═══ Material for this task

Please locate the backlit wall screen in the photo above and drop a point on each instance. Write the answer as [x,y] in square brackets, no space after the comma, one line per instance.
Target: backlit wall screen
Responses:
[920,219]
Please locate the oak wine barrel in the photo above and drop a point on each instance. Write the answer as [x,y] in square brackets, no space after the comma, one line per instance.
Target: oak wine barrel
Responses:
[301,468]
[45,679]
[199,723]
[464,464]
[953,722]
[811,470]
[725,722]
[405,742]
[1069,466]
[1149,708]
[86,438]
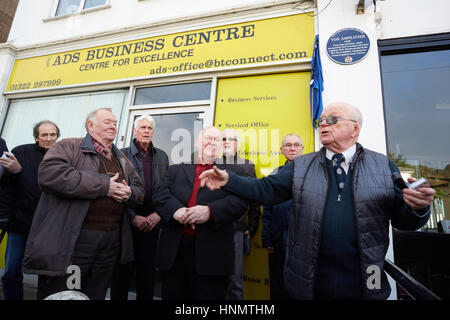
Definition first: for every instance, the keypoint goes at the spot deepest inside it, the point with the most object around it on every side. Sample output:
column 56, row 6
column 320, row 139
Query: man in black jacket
column 151, row 164
column 243, row 232
column 19, row 198
column 196, row 251
column 343, row 198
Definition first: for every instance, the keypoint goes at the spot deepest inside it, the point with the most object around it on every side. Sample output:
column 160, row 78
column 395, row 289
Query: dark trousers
column 95, row 253
column 182, row 282
column 145, row 244
column 12, row 280
column 276, row 267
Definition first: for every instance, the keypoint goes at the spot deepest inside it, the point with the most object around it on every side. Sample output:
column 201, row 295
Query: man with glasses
column 343, row 199
column 81, row 221
column 243, row 233
column 151, row 164
column 196, row 251
column 275, row 221
column 19, row 198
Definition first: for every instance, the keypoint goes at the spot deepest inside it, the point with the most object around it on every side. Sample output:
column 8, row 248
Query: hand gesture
column 419, row 198
column 197, row 214
column 10, row 163
column 118, row 191
column 214, row 178
column 179, row 215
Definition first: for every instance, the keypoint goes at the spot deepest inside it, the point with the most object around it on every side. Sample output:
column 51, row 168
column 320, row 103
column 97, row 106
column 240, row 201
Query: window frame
column 80, row 10
column 404, row 45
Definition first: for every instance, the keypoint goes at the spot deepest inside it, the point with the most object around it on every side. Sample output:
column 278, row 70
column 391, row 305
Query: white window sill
column 93, row 9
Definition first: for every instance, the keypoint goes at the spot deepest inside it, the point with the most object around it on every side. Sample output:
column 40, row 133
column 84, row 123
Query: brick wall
column 7, row 11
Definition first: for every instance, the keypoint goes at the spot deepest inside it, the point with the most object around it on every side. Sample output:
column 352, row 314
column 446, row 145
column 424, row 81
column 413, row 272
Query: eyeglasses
column 295, row 145
column 229, row 139
column 331, row 120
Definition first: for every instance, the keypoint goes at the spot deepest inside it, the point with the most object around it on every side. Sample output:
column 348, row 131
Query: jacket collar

══════

Task description: Put each line of the data into a JSON list of strings, one string per line, starting at the beginning and ending at the line containing "column 276, row 267". Skip blank lines, and leave the pictures out of your answer.

Response:
[
  "Please locate the backlit wall screen in the photo above and drop a point on each instance. Write the answer as [x,y] in square brackets, no space after the comma, one line per instance.",
  "Target: backlit wall screen",
  "Responses:",
  "[920,219]",
  "Please locate the oak wine barrel in the photo above and drop a point on each instance. Write the answer as [x,y] in square brackets, no space after the comma, one line per instance.",
  "Target: oak wine barrel",
  "Responses:",
  "[301,468]",
  "[45,679]",
  "[199,723]",
  "[464,464]",
  "[953,722]",
  "[811,470]",
  "[725,722]",
  "[405,742]",
  "[1069,466]",
  "[1149,708]",
  "[86,438]",
  "Definition first: for every instance, the keypoint goes at the spot deepest inside it, the point with the most object around it on every side. Sample output:",
  "column 56, row 6",
  "column 320, row 139",
  "Query: man in black jacket",
  "column 151, row 164",
  "column 243, row 232",
  "column 19, row 198",
  "column 196, row 251",
  "column 343, row 198",
  "Definition first: for every instance, the keypoint goes at the spot deepest inside it, the point with the most object around it on every side. Sample output:",
  "column 160, row 78",
  "column 395, row 289",
  "Query: dark trousers",
  "column 95, row 253",
  "column 182, row 282",
  "column 145, row 244",
  "column 12, row 280",
  "column 276, row 267"
]